▶ [УСЛОВИЕ ЗАДАНИЯ A]:
Ответьте по тексту о портретах Пугачева:
(i) В каком году вышла «История Пугачевского бунта»?
(ii) Какая глава «Капитанской дочки» открывается эпиграфом, приписанным Сумарокову?
(iii) Из чьих дневных записок 1773 г. взят ключевой образ для эпиграфа?

Гравированный портрет, открывающий книгу «Ложный Петр III», не мог не вызвать возмущения Пушкина. Портрет изображал Пугачева круглолицым, бритобородым, но с щегольскими, подкрученными вверх концами тонкими усами над полноватой и очерченной линией рта, со взором несколько меланхолическим, но устремленным вдаль, и как бы напоминал изображение мужчины «петровского типа» с явной целью показать мифическое сходство ложного Петра с действительным императором (этот мотив, впервые заявленный в романе «Ложный Петр III», затем повторялся в сочинениях о Пугачеве вплоть до 30-х годов XIX в. и вызывал яростное сопротивление или насмешку Пушкина). Фантастическому портрету Пушкин полемически противопоставил фронтиспис «Истории Пугачевского бунта» (1834), где дан портрет, сделанный с натуры,[11] с краткой подписью: «Пугачев».

Глава «Мятежная слобода» в «Капитанской дочке», как известно, открывается эпиграфом, приписанным Сумарокову:

В ту пору лев был сыт, хоть с роду он свиреп.
«Зачем пожаловать изволил в мой вертеп?» —
Спросил он ласково.

Стилизация под сумароковский басенный слог здесь не случайна. Эпиграф как бы напоминает надпись к портрету Пугачева на фронтисписе книги «Ложный Петр III» — словами сумароковского Лжедимитрия (т. е. Отрепьева) характеризующую Пугачева и предваряющую повествование о «жизни, характере и злодеяниях бунтовщика». Напоминает — и отводит от этой оценки личности Пугачева. Любопытно, что словесный материал, ключевой образ для построения эпиграфа Пушкиным взят из другого источника — из дневных записок 1773 г. оренбургской Благовещенской церкви священника Ивана Осипова: «30 числа ноября, остервясь, варвар Емелька, аки лютый лев, на помянутого Демарина, пошел еще больше вверх по Яику, жаднича христианской крови...» (IX, 596). Образ ненасытного, остервенелого, лютого льва, созданный воображением христианского пастыря осажденного Оренбурга, соответствовал сумароковскому образу привычного к ужасу, разъяренного злодейством варвара, обагренного кровью. Пушкинская пародийная контаминация словесных образов Сумарокова и Осипова, приписанная известнейшему поэту того времени, но получившая совершенно иную тональность и смысл, явно противопоставлена главенствующему пафосу оценки Пугачева дворянским классом, запечатленной и в официальных документах, и на фронтисписе книги «Ложный Петр III». Эпиграф предназначен для главы, в которой Пугачев ярко и многогранно раскрывается как личность.

▶ [ПРЕДОСТАВЛЕННЫЕ ЗАПИСИ]:

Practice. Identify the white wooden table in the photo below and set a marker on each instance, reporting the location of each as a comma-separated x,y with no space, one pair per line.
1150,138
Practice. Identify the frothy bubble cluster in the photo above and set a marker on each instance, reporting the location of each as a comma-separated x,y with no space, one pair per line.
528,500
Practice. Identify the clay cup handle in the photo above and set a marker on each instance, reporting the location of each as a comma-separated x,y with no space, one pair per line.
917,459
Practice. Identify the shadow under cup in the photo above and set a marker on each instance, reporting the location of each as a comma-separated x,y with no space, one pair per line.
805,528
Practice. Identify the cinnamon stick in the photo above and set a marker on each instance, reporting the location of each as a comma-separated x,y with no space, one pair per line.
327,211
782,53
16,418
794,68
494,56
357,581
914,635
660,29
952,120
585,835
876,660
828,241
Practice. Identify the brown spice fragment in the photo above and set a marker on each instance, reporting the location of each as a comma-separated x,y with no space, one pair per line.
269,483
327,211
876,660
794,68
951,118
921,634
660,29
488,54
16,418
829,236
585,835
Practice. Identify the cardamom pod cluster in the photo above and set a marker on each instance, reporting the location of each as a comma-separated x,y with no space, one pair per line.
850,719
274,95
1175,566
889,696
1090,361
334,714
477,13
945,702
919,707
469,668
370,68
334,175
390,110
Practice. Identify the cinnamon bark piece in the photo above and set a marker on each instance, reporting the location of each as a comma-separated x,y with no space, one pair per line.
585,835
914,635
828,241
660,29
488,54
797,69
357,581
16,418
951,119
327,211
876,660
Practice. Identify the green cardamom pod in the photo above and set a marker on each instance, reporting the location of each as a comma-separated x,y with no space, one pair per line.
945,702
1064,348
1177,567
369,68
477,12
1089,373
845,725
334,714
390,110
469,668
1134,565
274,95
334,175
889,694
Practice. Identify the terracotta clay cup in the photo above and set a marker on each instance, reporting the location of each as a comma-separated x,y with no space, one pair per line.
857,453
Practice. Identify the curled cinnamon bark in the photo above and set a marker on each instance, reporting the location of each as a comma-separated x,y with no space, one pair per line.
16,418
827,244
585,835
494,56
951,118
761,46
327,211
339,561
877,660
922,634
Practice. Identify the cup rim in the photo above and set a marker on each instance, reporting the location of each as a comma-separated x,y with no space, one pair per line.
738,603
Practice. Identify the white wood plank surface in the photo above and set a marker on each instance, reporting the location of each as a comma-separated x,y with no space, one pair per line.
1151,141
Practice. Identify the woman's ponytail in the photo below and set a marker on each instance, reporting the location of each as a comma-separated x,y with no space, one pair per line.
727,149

▶ [УСЛОВИЕ ЗАДАНИЯ B]:
Перенесите записи, начиная со строки, где есть «Practice. Identify the white wood plank», и до конца записей включительно. Прибавьте 149 к каждой координате в ответах.

▶ [ПОЛНЫЙ ОТВЕТ A]:
(i) В 1834 году.
(ii) Глава «Мятежная слобода».
(iii) Из записок священника оренбургской Благовещенской церкви Ивана Осипова.

▶ [ПОЛНЫЙ ОТВЕТ B]:
Practice. Identify the white wood plank surface in the photo above and set a marker on each instance, reporting the location of each as a comma-separated x,y with no space, one pair per line.
1300,290
Practice. Identify the woman's ponytail in the photo below and set a marker on each instance, reporting the location of each as a comma-separated x,y with no space, one pair per line.
876,298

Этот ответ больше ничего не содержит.